Count the lines in the records below that contain the word "black", and reply with the number alone.
************
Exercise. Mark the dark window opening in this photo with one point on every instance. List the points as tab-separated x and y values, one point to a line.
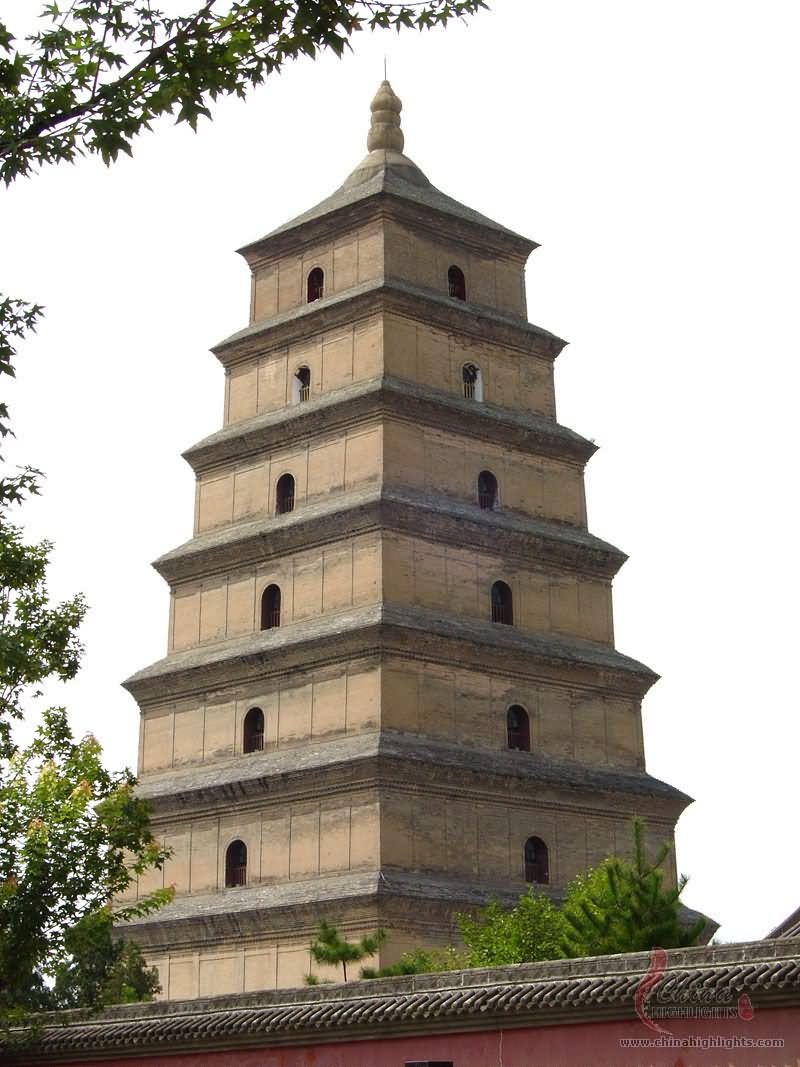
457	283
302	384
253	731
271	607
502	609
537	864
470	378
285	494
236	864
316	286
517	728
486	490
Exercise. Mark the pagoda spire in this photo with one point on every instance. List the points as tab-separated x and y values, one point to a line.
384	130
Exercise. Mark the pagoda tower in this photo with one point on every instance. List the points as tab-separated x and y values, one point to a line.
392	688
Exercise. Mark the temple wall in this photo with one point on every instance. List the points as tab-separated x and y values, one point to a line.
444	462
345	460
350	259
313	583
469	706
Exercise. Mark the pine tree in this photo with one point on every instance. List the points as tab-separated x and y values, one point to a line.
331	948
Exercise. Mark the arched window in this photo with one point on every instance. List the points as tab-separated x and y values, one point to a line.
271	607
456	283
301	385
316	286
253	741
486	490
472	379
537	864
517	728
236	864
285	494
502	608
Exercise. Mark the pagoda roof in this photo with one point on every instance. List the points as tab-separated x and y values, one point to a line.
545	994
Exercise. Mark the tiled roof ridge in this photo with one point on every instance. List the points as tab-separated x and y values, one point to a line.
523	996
************
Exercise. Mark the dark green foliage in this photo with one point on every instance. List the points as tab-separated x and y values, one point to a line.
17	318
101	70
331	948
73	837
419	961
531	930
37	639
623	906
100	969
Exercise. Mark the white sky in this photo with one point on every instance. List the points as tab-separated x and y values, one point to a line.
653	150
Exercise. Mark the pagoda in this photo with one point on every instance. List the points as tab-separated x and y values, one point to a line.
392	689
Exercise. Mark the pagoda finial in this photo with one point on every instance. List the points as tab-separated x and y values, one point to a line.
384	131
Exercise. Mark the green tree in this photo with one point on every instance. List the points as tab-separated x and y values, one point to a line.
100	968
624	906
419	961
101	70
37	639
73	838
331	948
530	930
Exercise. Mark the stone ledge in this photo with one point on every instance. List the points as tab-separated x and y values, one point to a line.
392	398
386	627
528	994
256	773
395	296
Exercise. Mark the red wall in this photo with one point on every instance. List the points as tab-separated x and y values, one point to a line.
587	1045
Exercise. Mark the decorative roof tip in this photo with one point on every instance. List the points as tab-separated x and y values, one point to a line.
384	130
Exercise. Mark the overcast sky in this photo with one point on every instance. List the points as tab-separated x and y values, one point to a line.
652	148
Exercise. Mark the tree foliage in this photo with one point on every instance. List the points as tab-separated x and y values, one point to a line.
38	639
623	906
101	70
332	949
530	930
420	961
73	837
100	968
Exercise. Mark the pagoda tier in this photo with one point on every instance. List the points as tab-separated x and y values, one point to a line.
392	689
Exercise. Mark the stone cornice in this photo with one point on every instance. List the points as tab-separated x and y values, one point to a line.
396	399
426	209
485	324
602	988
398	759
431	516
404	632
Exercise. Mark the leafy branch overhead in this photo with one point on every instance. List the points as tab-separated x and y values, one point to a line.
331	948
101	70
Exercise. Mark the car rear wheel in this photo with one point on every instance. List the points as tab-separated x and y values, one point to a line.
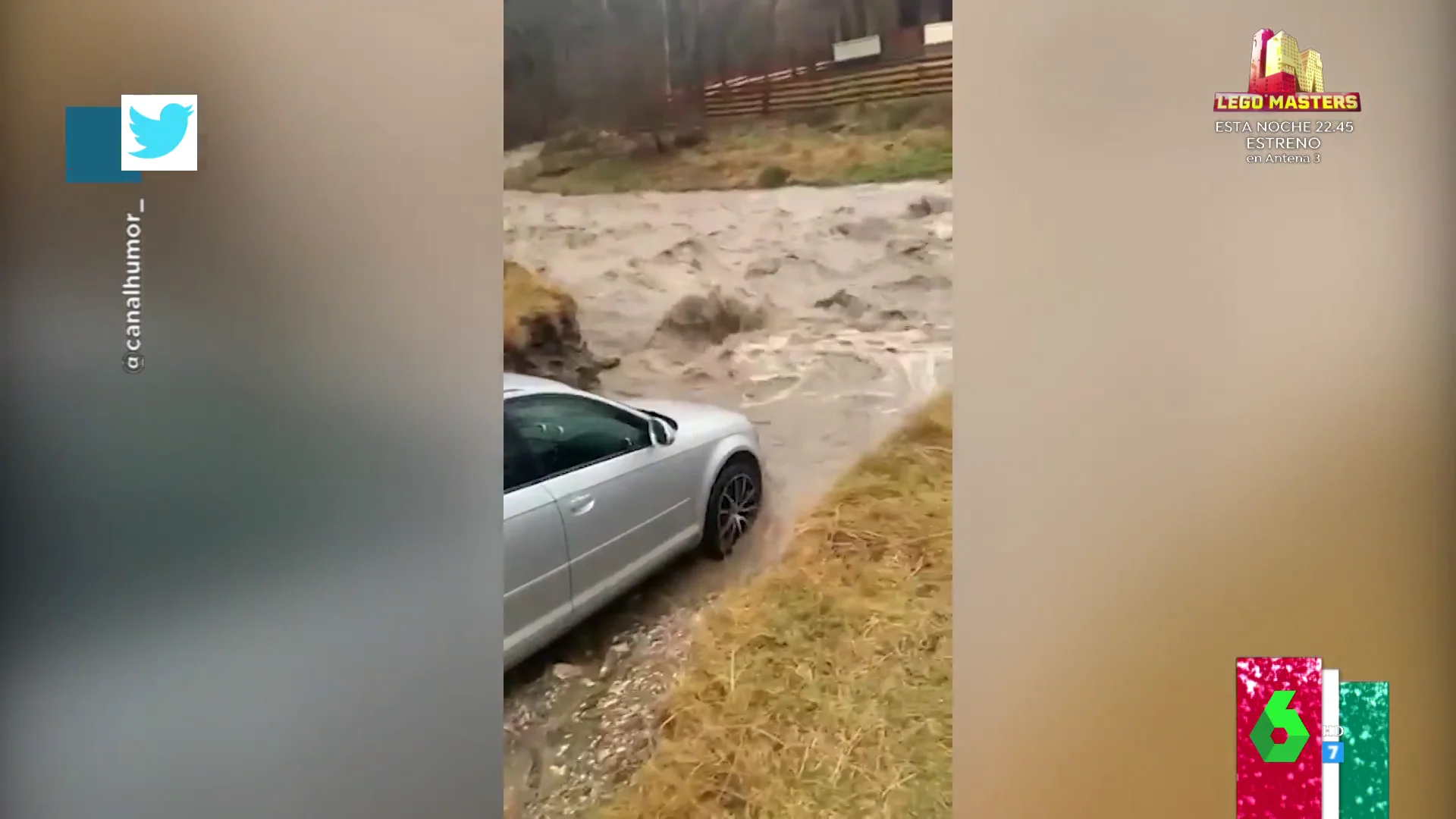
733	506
************
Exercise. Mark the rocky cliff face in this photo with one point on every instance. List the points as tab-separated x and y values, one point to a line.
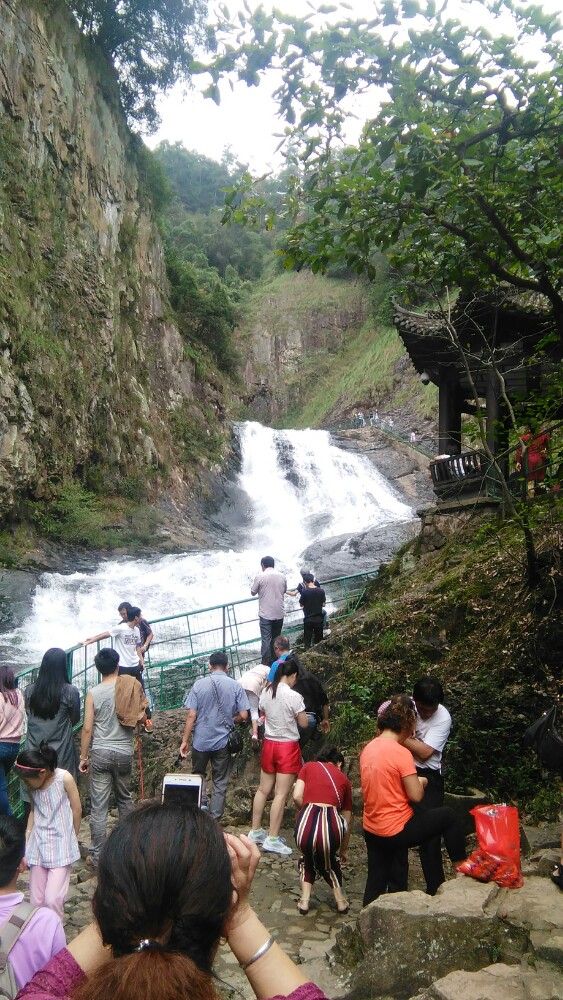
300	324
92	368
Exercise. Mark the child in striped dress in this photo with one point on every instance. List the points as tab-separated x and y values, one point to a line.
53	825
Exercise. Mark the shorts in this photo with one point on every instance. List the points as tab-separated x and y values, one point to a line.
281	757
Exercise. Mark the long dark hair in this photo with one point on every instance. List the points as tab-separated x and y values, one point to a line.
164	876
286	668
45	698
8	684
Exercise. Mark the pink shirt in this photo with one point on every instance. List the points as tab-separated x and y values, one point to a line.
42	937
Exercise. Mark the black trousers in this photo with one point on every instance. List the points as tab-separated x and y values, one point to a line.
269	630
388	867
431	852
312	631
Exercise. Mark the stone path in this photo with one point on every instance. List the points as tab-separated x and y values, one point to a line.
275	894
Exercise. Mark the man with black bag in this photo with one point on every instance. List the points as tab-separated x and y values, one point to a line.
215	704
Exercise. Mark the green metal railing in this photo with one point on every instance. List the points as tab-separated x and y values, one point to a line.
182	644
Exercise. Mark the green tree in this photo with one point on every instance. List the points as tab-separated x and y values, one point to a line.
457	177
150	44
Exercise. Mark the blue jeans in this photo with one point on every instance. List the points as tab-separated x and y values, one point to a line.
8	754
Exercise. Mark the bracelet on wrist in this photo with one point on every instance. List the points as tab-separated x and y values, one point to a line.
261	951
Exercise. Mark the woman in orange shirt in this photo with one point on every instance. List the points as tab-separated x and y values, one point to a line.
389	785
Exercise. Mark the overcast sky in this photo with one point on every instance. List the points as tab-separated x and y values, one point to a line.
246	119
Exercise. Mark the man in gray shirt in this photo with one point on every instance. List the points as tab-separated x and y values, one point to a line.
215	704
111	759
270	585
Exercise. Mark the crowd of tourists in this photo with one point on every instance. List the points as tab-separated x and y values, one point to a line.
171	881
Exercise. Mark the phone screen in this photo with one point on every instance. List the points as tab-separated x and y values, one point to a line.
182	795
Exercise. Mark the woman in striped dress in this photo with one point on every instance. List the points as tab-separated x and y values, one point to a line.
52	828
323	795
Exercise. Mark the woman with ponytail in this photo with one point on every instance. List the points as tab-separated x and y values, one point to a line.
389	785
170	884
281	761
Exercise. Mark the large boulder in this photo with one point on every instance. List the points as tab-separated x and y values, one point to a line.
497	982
************
* _EXERCISE ANSWER_: 2